About this exercise:
With no line omitted, restate the records below exactly as they appear.

⟨

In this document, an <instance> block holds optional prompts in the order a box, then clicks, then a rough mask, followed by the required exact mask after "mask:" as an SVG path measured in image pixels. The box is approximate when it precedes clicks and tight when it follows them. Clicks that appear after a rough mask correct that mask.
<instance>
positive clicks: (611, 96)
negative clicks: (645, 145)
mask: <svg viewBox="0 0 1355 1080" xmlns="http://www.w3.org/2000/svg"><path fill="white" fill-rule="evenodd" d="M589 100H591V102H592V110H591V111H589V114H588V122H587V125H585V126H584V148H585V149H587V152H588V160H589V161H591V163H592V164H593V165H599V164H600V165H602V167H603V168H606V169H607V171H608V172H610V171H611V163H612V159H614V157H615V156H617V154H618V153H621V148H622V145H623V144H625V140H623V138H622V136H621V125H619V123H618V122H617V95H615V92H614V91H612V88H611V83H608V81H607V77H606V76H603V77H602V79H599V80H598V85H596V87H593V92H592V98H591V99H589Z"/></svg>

⟩

Response area:
In this document, an <instance> block holds optional prompts in the order a box, then clicks, then a rough mask, followed by the required exact mask after "mask:" as an SVG path measured in image pixels. The box is approximate when it precedes clicks and tight when it follows them. Clicks that appear after a rough mask correct that mask.
<instance>
positive clicks: (611, 96)
negative clicks: (645, 145)
mask: <svg viewBox="0 0 1355 1080" xmlns="http://www.w3.org/2000/svg"><path fill="white" fill-rule="evenodd" d="M589 100H591V102H592V110H591V111H589V114H588V122H587V125H585V126H584V148H585V149H587V152H588V160H589V161H591V163H592V164H593V165H599V164H600V165H602V167H603V168H606V169H607V171H608V172H610V171H611V163H612V159H614V157H615V156H617V154H618V153H621V148H622V145H623V144H625V140H623V138H622V136H621V125H619V123H618V122H617V95H615V92H614V91H612V88H611V83H608V81H607V77H606V76H603V77H602V79H599V80H598V85H596V87H593V92H592V98H591V99H589Z"/></svg>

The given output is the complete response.